Questions sur le document:
a) D'après l'article sur le défilé du 25 avril, pourquoi des milliers de pratiquants de Falun Gong se sont-ils rassemblés devant Zhongnanhai en 1999 ? Répondez en une à trois phrases.
b) Poursuivez, s'il vous plaît, l'article sur le défilé du 25 avril à partir de sa dernière phrase.

Extrait choisi:
• • • •

En ce 25 avril, un défilé met en lumière la guerre de la Chine communiste contre la foi

Une pratiquante de Falun Gong évoque sa participation à l'appel historique lancé à Pékin le 25 avril 1999 qui, sans le savoir à l'époque, annonçait la campagne de persécution brutale qui fait toujours rage aujourd'hui

Par Eva Fu
25 avril 2023 13:27 Mis à jour: 29 avril 2023 18:03

NEW YORK – Il y a 24 ans, des milliers de citoyens chinois se sont rassemblés devant le siège du Parti communiste chinois, Zhongnanhai, au cœur de Pékin.

Ils pratiquaient le Falun Gong et étaient là pour demander pacifiquement au régime communiste de mettre fin au harcèlement et à la répression infligés à leurs pairs par les autorités locales. Moins de trois mois plus tard, le régime allait lancer une campagne de persécution totale contre cette pratique spirituelle.

Ce dimanche, à Flushing, dans l’État de New York, environ quatre mille personnes ont participé à un défilé pour commémorer l’appel historique de Zhongnanhai et réclamer la fin de la persécution du Falun Gong par le PCC.

L’une de ces personnes se nomme Elsie He, une habitante de New York âgée d’une quarantaine d’années. Il y a 24 ans, presque jour pour jour, elle faisait partie de ceux qui se sont rassemblés à Pékin.

Avec le recul, son rôle s’apparente à celui d’un témoin de l’histoire. Ce fut une journée qui, bien qu’apparemment sans histoire pour elle à l’époque, allait laisser une trace profonde dans sa mémoire.

• • • •

Informations fournies:

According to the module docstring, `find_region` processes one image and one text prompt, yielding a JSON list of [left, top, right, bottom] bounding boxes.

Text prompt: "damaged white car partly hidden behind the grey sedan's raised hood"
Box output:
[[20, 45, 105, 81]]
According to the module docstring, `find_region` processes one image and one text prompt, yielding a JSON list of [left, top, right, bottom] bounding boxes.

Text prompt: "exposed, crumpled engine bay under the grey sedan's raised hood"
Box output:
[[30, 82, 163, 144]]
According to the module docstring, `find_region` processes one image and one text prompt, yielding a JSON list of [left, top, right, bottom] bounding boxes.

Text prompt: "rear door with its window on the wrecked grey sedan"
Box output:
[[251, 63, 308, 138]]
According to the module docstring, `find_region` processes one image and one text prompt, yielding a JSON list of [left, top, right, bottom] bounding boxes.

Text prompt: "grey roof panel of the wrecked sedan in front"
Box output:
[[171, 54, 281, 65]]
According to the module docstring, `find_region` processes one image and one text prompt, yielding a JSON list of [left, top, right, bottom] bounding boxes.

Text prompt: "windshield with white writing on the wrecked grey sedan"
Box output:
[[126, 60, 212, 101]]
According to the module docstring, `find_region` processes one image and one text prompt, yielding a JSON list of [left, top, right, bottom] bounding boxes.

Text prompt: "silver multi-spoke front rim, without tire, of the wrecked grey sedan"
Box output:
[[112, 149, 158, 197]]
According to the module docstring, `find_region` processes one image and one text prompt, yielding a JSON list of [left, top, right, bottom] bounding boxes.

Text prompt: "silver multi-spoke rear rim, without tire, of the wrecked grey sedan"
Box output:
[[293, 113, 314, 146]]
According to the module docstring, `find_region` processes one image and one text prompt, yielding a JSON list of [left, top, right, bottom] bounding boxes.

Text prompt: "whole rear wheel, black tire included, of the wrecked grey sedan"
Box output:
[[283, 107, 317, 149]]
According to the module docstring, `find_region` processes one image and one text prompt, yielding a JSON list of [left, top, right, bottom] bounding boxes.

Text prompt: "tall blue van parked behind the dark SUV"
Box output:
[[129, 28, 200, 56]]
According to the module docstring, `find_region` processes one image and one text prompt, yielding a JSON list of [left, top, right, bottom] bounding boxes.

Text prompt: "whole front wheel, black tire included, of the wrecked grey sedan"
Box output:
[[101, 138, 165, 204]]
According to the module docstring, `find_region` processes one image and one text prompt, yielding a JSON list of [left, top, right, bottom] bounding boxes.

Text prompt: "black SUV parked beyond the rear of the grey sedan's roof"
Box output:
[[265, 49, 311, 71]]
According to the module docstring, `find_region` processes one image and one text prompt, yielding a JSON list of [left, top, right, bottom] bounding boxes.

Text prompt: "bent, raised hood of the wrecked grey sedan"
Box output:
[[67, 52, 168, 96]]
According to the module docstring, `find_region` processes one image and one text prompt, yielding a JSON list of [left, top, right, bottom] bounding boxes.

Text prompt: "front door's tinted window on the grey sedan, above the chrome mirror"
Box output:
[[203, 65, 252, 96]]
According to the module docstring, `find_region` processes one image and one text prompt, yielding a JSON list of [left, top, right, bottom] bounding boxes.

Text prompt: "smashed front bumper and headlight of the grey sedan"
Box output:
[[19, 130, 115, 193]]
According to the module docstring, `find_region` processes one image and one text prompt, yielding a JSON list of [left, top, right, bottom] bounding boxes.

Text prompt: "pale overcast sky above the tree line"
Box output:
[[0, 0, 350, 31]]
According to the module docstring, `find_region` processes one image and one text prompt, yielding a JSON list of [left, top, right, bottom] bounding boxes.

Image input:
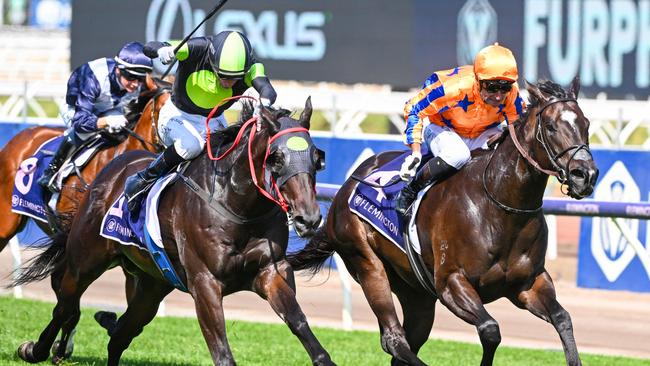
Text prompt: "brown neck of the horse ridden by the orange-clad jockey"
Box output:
[[486, 126, 548, 209]]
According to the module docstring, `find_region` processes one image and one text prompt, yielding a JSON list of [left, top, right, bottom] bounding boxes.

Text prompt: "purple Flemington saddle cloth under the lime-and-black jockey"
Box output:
[[100, 172, 187, 292]]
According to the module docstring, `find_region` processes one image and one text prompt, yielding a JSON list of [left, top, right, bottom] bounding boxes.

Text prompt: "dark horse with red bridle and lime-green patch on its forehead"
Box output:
[[18, 99, 333, 365]]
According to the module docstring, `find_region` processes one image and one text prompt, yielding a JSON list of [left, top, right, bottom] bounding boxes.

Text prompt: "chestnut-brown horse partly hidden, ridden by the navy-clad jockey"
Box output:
[[0, 78, 169, 251]]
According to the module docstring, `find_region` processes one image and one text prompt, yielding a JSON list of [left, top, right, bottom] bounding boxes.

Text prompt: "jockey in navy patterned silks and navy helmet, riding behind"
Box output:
[[38, 42, 153, 192]]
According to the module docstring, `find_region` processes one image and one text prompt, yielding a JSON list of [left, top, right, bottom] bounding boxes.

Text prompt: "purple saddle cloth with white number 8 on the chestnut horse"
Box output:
[[11, 136, 104, 223]]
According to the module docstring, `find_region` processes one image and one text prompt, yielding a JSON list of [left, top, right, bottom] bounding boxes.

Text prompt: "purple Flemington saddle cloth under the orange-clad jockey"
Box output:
[[348, 151, 432, 254]]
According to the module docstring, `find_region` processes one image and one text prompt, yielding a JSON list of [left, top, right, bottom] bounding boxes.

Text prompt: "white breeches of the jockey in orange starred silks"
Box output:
[[424, 123, 503, 169]]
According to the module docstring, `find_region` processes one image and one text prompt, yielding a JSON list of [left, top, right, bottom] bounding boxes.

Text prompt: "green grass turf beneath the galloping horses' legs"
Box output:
[[0, 296, 650, 366]]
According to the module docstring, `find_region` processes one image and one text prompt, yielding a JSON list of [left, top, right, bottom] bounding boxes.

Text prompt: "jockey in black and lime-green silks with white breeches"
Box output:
[[124, 31, 277, 210]]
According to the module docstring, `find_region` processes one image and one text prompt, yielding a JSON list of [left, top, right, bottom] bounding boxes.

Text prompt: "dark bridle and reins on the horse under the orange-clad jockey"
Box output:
[[483, 98, 593, 213]]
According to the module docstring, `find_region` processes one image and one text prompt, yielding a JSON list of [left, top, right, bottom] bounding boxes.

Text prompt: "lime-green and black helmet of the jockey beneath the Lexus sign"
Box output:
[[209, 31, 252, 79]]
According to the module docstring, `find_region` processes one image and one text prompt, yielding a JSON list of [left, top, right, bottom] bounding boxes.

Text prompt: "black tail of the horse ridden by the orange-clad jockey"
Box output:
[[287, 225, 334, 275]]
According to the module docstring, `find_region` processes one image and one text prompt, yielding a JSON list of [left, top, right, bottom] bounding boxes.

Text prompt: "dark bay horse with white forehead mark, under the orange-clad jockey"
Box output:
[[287, 79, 598, 366]]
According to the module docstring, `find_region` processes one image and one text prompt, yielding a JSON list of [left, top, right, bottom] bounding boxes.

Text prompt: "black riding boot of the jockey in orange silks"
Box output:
[[395, 156, 458, 222]]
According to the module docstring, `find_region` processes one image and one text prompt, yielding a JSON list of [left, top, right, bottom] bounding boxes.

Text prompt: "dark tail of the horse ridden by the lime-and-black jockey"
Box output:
[[7, 233, 67, 287]]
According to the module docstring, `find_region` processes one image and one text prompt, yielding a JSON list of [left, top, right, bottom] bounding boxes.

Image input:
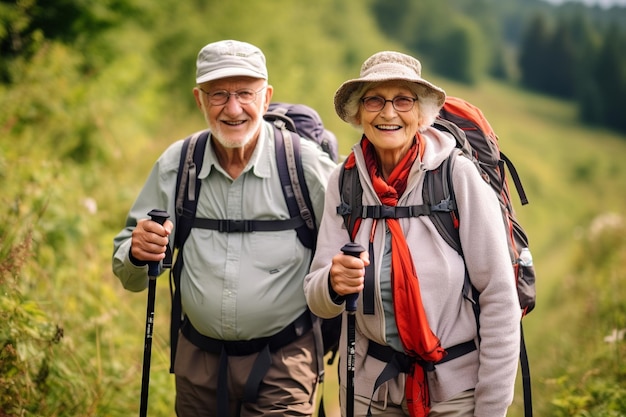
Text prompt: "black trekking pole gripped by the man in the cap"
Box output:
[[139, 210, 170, 417]]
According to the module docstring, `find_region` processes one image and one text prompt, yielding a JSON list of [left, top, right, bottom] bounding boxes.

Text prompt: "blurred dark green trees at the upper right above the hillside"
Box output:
[[372, 0, 626, 132]]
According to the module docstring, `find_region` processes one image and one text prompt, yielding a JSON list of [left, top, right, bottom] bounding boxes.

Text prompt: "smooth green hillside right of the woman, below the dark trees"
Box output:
[[438, 79, 626, 417]]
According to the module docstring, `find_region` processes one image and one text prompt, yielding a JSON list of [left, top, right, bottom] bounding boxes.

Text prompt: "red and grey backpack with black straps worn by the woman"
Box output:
[[337, 97, 535, 417]]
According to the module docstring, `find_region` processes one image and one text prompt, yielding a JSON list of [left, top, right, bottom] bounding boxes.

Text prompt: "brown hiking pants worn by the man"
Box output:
[[174, 331, 318, 417]]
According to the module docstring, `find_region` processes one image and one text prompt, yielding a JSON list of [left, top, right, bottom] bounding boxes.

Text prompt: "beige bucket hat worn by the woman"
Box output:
[[335, 51, 446, 123]]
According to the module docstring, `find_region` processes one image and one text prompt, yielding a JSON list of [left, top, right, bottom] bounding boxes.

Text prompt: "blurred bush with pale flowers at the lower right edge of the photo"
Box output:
[[548, 213, 626, 417]]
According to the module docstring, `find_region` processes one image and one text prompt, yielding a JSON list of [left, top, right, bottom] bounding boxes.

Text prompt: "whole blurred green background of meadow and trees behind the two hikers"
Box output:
[[0, 0, 626, 417]]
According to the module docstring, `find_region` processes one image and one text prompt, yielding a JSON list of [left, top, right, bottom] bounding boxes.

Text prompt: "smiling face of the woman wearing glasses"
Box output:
[[359, 81, 419, 154]]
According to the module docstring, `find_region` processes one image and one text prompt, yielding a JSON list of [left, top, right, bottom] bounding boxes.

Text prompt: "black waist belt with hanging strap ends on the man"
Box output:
[[181, 309, 313, 417]]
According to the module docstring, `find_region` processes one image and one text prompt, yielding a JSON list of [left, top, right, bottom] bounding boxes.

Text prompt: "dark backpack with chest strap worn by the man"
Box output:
[[170, 103, 341, 404]]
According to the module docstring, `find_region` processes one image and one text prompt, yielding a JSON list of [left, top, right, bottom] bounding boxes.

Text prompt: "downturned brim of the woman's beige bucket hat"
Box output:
[[334, 74, 446, 123]]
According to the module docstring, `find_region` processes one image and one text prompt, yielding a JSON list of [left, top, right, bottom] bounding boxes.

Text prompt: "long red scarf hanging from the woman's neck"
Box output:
[[346, 133, 446, 417]]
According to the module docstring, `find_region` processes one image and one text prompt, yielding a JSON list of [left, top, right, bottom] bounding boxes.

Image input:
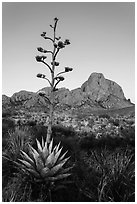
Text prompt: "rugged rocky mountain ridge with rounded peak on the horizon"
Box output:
[[2, 73, 134, 112]]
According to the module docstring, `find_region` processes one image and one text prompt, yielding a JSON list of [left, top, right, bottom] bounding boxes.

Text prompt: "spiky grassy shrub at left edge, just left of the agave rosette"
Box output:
[[2, 127, 32, 186]]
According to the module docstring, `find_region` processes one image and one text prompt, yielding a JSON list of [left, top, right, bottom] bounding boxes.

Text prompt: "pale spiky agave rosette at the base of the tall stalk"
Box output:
[[18, 138, 72, 182]]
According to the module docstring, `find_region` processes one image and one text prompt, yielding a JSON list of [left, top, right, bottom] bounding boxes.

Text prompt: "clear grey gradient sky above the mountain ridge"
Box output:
[[2, 2, 135, 102]]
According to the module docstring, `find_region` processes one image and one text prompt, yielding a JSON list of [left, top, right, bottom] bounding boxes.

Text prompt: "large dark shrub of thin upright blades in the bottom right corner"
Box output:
[[75, 149, 135, 202]]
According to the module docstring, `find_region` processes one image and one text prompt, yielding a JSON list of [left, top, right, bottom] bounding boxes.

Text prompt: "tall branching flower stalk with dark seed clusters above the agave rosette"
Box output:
[[36, 18, 73, 144]]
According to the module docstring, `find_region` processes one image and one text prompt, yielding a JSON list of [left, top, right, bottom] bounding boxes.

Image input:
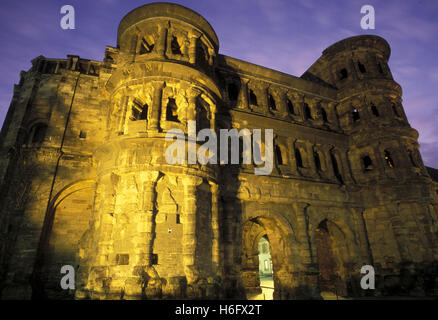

• • • •

Réponses fournies:
a) Ils étaient venus demander pacifiquement au régime communiste de mettre fin au harcèlement et à la répression que les autorités locales infligeaient à leurs pairs.

b)
Une manifestation pacifique

Un tel dimanche pour Elsie, alors étudiante en première année d’université, aurait normalement été un jour de lecture, d’étude pour ses cours ou de méditation.

Pourtant, ce 25 avril 1999, sous un ciel nuageux, l’étudiante, vêtue de sa tenue habituelle — une veste légère en coton, un long pantalon sombre et des chaussures de sport — et ses longs cheveux noirs attachés en queue de cheval, a enfourché une bicyclette avec trois amis au petit matin. Leur destination fut Zhongnanhai.

Il était environ 7 ou 8 heures du matin, trop tôt pour qu’Elsie s’aventure hors du dortoir de l’école un jour de congé, et il y avait peu de piétons dans la rue. Jusqu’à ce qu’elle atteigne la rue Fuyou, qui mène au complexe. Là, des foules de gens et d’autres encore affluaient. Ils parlaient doucement, formant une longue file sur le trottoir, et évitaient soigneusement de marcher sur la route ou de bloquer la circulation. La plupart des gens se tenaient tranquillement immobiles. Certains s’asseyaient pour méditer ou lire. Quelques-uns se passaient des sacs en plastique pour ramasser les ordures.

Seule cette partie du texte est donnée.